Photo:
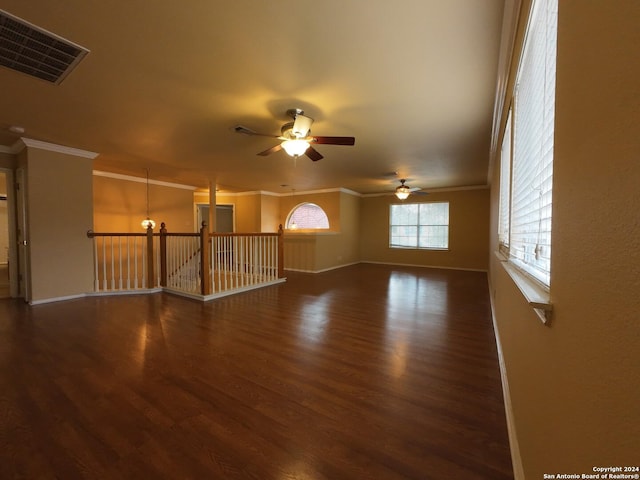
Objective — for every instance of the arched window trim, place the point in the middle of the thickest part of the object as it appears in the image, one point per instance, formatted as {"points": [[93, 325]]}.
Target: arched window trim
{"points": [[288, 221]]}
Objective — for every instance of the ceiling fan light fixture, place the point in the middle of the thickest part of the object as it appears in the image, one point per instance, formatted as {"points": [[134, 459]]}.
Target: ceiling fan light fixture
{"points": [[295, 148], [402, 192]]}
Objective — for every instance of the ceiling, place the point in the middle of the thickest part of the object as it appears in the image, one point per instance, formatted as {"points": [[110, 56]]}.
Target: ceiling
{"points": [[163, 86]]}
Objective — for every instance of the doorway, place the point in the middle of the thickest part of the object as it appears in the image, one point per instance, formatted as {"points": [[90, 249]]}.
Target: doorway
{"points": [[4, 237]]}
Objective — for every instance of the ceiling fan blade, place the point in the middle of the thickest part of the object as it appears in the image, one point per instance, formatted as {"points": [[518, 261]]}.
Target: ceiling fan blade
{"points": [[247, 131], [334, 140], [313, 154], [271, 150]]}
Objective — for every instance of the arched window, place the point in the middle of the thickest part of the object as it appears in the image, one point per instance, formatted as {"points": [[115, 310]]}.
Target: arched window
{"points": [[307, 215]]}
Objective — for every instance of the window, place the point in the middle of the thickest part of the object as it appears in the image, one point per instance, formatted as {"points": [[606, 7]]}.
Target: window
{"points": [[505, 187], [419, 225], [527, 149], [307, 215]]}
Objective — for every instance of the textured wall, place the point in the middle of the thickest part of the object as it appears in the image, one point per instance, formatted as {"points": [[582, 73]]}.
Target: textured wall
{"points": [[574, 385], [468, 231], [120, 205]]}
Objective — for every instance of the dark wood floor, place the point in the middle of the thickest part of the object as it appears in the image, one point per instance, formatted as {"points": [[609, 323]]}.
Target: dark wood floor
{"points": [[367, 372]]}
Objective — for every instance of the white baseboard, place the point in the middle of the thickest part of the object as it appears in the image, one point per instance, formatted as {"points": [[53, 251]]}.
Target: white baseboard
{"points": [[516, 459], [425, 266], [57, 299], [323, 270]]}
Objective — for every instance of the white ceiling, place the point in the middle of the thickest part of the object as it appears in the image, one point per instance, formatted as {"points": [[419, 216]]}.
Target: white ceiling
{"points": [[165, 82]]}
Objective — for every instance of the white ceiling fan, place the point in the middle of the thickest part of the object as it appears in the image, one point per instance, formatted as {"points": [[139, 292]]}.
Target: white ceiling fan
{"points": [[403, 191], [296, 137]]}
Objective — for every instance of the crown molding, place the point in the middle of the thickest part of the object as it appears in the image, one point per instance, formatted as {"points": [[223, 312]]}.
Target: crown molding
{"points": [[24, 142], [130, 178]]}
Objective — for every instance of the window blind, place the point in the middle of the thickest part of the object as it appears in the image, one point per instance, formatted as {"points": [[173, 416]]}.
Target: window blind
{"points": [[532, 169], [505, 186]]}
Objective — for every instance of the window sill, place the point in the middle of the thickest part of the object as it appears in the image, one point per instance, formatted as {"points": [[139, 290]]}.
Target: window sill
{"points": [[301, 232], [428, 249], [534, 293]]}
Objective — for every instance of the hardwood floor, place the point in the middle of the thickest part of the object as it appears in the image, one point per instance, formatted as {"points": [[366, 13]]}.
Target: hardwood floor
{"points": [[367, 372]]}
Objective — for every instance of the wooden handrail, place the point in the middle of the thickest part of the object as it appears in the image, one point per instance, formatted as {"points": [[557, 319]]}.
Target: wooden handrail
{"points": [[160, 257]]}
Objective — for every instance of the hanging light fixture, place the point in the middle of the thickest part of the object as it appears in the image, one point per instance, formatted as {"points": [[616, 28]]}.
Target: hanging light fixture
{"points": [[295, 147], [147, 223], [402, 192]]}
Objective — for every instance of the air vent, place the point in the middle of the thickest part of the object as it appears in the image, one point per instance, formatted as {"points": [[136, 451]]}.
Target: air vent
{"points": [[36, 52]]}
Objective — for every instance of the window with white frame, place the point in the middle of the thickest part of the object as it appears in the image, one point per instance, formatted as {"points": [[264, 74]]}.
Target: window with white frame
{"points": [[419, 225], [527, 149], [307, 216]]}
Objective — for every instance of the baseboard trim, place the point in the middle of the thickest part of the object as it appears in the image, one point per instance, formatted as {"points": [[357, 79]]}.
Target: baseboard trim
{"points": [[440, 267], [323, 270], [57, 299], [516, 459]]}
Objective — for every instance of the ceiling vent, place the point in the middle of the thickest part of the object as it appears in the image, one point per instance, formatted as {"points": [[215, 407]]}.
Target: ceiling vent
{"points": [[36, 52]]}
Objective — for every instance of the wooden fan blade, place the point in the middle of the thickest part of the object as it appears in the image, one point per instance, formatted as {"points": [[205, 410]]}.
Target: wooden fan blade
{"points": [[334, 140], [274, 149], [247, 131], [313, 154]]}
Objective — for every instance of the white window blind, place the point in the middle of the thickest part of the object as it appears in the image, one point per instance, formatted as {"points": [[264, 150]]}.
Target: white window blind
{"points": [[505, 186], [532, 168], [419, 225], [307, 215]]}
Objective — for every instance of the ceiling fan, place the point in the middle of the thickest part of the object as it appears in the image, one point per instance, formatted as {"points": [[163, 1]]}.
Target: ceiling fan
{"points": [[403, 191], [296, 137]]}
═══
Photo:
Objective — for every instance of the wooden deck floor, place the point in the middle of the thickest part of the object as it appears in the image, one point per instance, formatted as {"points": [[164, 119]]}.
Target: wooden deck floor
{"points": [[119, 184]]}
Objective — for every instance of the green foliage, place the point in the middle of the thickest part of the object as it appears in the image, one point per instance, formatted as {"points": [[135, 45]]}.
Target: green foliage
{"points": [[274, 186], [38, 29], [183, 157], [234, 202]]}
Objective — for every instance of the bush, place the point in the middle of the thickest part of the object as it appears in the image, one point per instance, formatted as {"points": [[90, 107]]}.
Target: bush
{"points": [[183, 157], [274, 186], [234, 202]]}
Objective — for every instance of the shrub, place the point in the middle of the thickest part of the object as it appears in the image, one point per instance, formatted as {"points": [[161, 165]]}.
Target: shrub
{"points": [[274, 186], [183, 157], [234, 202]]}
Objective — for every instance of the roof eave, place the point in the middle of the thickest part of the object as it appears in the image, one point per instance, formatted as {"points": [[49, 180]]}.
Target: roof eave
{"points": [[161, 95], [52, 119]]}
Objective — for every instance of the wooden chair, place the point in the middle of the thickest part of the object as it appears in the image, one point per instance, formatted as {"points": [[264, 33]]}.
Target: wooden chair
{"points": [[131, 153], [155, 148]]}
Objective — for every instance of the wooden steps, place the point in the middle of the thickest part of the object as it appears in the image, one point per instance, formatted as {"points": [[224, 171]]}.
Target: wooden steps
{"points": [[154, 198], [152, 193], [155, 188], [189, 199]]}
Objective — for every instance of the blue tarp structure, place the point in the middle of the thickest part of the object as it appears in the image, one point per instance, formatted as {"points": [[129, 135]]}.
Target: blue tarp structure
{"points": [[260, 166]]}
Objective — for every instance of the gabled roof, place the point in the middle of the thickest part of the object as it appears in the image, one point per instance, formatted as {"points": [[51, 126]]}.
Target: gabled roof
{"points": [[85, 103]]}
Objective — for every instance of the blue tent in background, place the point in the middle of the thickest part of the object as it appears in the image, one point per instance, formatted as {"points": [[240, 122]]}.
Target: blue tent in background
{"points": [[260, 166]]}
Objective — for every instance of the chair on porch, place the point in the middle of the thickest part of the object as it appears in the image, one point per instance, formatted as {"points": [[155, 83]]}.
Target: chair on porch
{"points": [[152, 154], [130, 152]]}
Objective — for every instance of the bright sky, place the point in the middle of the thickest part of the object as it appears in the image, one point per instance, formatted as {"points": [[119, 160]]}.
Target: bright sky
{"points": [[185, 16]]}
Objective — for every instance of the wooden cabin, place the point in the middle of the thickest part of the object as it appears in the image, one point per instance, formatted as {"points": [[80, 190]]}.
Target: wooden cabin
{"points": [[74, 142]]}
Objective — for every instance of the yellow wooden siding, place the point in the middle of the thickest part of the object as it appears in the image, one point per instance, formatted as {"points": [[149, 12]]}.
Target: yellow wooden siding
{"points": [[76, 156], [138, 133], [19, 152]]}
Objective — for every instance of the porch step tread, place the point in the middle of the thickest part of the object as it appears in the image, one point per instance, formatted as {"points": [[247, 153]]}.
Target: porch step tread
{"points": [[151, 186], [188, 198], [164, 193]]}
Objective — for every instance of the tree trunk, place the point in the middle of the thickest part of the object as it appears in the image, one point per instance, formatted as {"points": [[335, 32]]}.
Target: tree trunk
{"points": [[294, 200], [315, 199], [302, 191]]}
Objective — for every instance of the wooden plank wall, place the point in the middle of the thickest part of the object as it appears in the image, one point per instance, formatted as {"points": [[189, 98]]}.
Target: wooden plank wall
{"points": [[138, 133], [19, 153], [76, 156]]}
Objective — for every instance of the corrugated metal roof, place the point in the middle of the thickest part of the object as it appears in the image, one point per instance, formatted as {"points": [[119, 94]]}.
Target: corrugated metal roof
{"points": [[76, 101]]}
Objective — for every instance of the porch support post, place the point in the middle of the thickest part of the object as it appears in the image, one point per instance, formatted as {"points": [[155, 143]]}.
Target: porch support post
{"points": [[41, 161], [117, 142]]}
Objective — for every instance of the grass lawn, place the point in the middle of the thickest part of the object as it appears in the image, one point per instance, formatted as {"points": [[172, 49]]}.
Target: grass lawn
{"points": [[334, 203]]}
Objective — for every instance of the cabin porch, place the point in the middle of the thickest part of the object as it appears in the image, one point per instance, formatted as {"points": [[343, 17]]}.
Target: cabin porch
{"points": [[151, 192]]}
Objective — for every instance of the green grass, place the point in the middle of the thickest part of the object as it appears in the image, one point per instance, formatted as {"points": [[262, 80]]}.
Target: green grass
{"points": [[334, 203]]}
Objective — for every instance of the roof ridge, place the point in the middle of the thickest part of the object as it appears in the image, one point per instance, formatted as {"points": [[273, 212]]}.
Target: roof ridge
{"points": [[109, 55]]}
═══
THE REQUEST = Which lines in the listing above contain the string "background"? Gather every one of them and copy each in full.

EXERCISE ANSWER =
Objective — for every instance of the blue tent in background, place the point in the middle of the thickest part of the object as it appears in the image, one point per instance, formatted as {"points": [[240, 122]]}.
Target: blue tent in background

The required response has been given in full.